Dataset entries
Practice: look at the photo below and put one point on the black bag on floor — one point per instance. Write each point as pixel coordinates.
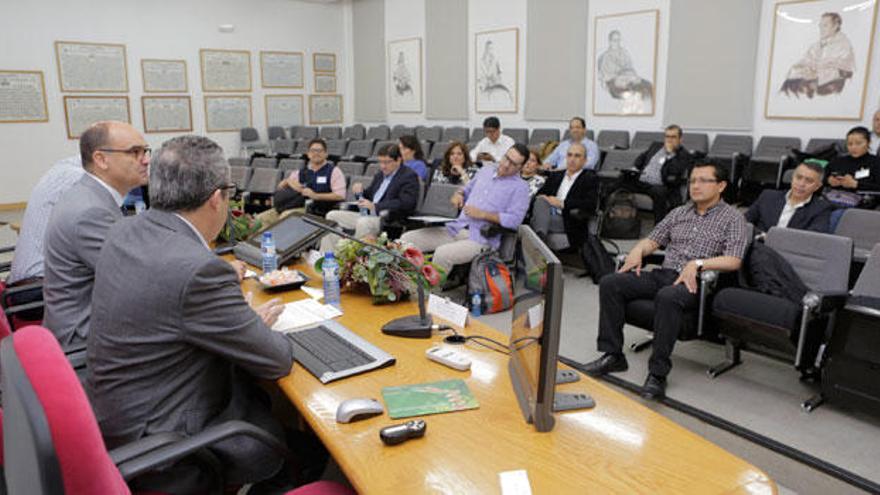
(621, 218)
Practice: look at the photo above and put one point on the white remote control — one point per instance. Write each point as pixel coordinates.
(449, 357)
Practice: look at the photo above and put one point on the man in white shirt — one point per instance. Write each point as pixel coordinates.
(492, 147)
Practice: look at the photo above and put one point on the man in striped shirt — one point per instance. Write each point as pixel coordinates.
(704, 234)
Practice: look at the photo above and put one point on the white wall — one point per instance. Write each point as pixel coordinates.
(157, 29)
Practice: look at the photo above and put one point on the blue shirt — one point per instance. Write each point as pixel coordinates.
(557, 158)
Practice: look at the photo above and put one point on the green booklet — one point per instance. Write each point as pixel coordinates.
(428, 398)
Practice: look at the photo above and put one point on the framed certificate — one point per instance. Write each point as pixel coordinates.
(227, 113)
(82, 111)
(91, 67)
(22, 96)
(281, 69)
(164, 76)
(225, 70)
(167, 113)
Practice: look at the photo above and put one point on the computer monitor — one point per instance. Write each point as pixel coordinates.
(534, 334)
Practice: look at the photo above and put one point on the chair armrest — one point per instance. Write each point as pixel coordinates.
(173, 452)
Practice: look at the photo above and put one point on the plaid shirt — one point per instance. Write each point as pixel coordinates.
(687, 235)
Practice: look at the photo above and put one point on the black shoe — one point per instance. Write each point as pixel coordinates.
(608, 363)
(654, 387)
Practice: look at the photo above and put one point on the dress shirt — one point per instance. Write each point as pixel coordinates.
(507, 196)
(496, 149)
(557, 158)
(28, 260)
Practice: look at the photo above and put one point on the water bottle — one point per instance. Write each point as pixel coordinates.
(330, 271)
(476, 303)
(267, 248)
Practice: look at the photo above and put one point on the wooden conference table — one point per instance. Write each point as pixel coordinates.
(620, 446)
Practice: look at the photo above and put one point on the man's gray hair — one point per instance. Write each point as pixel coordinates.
(185, 172)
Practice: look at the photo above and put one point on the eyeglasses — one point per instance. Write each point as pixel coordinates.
(138, 152)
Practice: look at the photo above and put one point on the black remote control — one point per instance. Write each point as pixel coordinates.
(395, 434)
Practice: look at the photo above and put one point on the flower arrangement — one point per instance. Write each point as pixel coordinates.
(387, 277)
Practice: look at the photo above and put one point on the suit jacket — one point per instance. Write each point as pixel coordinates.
(74, 236)
(173, 341)
(673, 170)
(402, 196)
(583, 195)
(765, 211)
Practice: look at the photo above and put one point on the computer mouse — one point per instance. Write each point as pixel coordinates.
(356, 409)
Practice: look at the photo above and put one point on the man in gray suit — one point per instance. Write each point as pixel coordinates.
(115, 158)
(174, 345)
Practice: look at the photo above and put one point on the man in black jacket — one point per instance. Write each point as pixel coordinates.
(394, 189)
(564, 192)
(662, 171)
(798, 208)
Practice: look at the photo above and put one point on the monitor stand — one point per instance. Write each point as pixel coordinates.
(568, 402)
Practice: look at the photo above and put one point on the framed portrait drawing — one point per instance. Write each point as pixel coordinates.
(820, 57)
(625, 63)
(496, 75)
(405, 76)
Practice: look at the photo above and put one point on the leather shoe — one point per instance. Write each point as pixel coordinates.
(608, 363)
(654, 387)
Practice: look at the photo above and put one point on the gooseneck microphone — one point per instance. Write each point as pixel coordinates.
(415, 326)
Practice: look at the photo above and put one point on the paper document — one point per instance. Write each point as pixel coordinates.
(307, 312)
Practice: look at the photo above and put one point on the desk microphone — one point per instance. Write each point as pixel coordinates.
(415, 326)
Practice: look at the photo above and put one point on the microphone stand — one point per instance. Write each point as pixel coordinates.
(414, 326)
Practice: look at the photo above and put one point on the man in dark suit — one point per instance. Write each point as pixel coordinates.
(394, 193)
(565, 191)
(798, 208)
(662, 170)
(173, 343)
(115, 158)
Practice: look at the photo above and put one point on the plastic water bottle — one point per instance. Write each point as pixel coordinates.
(476, 303)
(330, 271)
(267, 248)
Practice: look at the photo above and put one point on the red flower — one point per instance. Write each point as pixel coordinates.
(414, 256)
(431, 274)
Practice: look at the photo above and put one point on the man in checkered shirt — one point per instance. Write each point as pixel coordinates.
(704, 234)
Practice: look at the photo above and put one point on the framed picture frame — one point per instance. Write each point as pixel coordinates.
(164, 76)
(227, 113)
(23, 93)
(284, 110)
(91, 67)
(225, 70)
(325, 83)
(324, 62)
(166, 113)
(281, 69)
(820, 59)
(405, 76)
(82, 111)
(325, 109)
(496, 72)
(625, 48)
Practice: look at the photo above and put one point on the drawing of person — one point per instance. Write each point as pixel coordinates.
(826, 66)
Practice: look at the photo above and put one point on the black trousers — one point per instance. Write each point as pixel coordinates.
(670, 303)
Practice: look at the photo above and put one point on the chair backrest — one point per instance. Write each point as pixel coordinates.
(862, 226)
(379, 132)
(772, 148)
(519, 134)
(868, 283)
(51, 440)
(543, 135)
(264, 163)
(356, 131)
(264, 180)
(821, 260)
(613, 139)
(456, 133)
(642, 140)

» Exercise requirements
Print every entry verbatim and leave all pictures out.

» Answer to the problem
Practice: look at the photo below and put one point on the black bag on floor — one point per instance. Write each point as pixel coordinates.
(621, 218)
Practice: look at the photo above and put one point on the white remote control — one point per instance. Write each point as pixel coordinates.
(449, 357)
Practice: look at the photo above and put one point on the man in white shirt — one point per instance. Write each point as pixel coordinates.
(492, 147)
Practice: look at the photo above and put one point on the man in striped shirt — one point per instance. Write each point as pixel coordinates.
(704, 234)
Practice: look at the photo above and put one point on the white wall — one point per instance. Write each point as pixel coordinates.
(157, 29)
Practice: look at the photo above and put one point on the blue shirt — one point per instance. Write each point as pixel coordinates.
(557, 158)
Practice: look at the photo above and put one point on the green booklet — one point per instance. Write each point as pixel coordinates.
(428, 398)
Practice: look at the photo above and put one point on the framed certificate — one point per instance. Write each point as pixel coordinates.
(227, 113)
(82, 111)
(91, 67)
(22, 96)
(281, 69)
(164, 76)
(225, 70)
(167, 113)
Practice: look at the photo above and put one point on the computer monitor — one point per instance. Write each point as pixel coordinates.
(534, 334)
Practice: look at the photo above and put one point on the chair armrest — one point per instance. Write each point as pixel coordinates.
(173, 452)
Practice: look at the photo above and put one point on the plaid shirt — one point per instance. Write each point as pixel coordinates.
(687, 235)
Practice: look at the photo above and put one point on the black shoe — one point per instance. Write each point as pixel coordinates.
(608, 363)
(654, 387)
Practice: look at the photo above and put one point on the dress shirt — one point per instance. Write each point as pixel coordinates.
(507, 196)
(496, 149)
(557, 158)
(28, 260)
Practice: look at the photo above and put one point on the water bottle — one point per instance. Write each point as pixel coordinates.
(330, 271)
(476, 303)
(267, 248)
Practice: look at the photo above and put one point on the wooden conference table — one point per instance. Write each point as pixel coordinates.
(620, 446)
Practice: look at the photo above and put one point on the man's gray hair — one point per instance. Write each point as pixel coordinates.
(185, 172)
Practice: look at the photo above and put one point on the eyeglasses — one point per instance. Write each point as pixel coordinates.
(138, 152)
Practice: look at the photo above and put one point on the black remote control — one point per instance. Write each point as pixel coordinates.
(395, 434)
Practice: look at the photo above and put one point on the flower arrangement — one point per instance. Write each point as pixel coordinates.
(387, 277)
Practice: look at the photo above and put one point on the suit jacket — one point per instance. Write each point as pixel coordinates.
(74, 236)
(173, 341)
(673, 170)
(402, 196)
(583, 195)
(765, 211)
Practice: look at the photo above and put one point on the computer mouse — one point per instance. Write each point as pixel coordinates.
(356, 409)
Practice: look at the photo above and put one point on the man in gray suit — one point per instance. Write each point as pixel coordinates.
(115, 158)
(174, 345)
Practice: look at the photo above and put one point on the man in black jacket — one point per instance. Write each point as pixel coordinates.
(394, 189)
(564, 192)
(662, 171)
(798, 208)
Practice: look at the photo above and put one point on the monitor stand — one point per instance. Write each point as pixel coordinates.
(568, 402)
Practice: look at the photo above and put one point on the framed portrait drawing — one point per instance. Write each point as pixel coordinates.
(820, 57)
(625, 63)
(496, 75)
(405, 76)
Practice: look at the photo above and put one point on the leather shoe — one point per instance. Write each point as pixel coordinates.
(608, 363)
(654, 387)
Practice: look at the photo above and put one point on the gooseneck microphone — one point per instance. Write each point as pixel coordinates.
(415, 326)
Practice: look at the photo above and put one point on the paper document — one point per instance. Write each point as pixel coordinates.
(307, 312)
Practice: look at the photo above and put one point on the desk microphone — one point per instance. Write each point as pixel coordinates.
(415, 326)
Practice: look at the photo above and put one point on the microphone stand — one point per instance. Write each point as pixel coordinates.
(414, 326)
Practice: look at the photo above and put one point on the man in dark suit — one point per instance. Write each point as pixel coordinates.
(394, 193)
(565, 191)
(798, 208)
(662, 170)
(173, 343)
(115, 158)
Practice: look at the photo above and put one point on the plastic water bottle — one point per instance. Write each point as pixel coordinates.
(476, 303)
(330, 271)
(267, 248)
Practice: look at the photo above and put one point on the red flower — one point per instance. Write each point as pixel coordinates.
(414, 256)
(431, 274)
Practice: look at the photo above and put one point on the man in checkered shirt — one point per instance. Write each point as pixel coordinates.
(704, 234)
Practice: look at the photo above and put one point on the framed picture frame — one point per instance. Write each point as pixel coordinates.
(164, 76)
(227, 113)
(23, 93)
(284, 110)
(91, 67)
(225, 70)
(325, 83)
(324, 62)
(166, 113)
(281, 69)
(820, 59)
(405, 76)
(82, 111)
(325, 109)
(496, 72)
(625, 48)
Practice: look at the photo above and put one point on the drawing of person — one point per instance. Write each point as pixel coordinates.
(826, 66)
Practice: look at the photo above and put one point on the black trousers — one point per instance. Write each point as pixel coordinates.
(670, 303)
Practice: look at the photo above and put one point on the chair backrest — one point per instance. Write each point as pixel coordinates.
(862, 226)
(379, 132)
(772, 148)
(519, 134)
(868, 283)
(51, 440)
(543, 135)
(264, 163)
(356, 131)
(264, 180)
(821, 260)
(613, 139)
(456, 133)
(642, 140)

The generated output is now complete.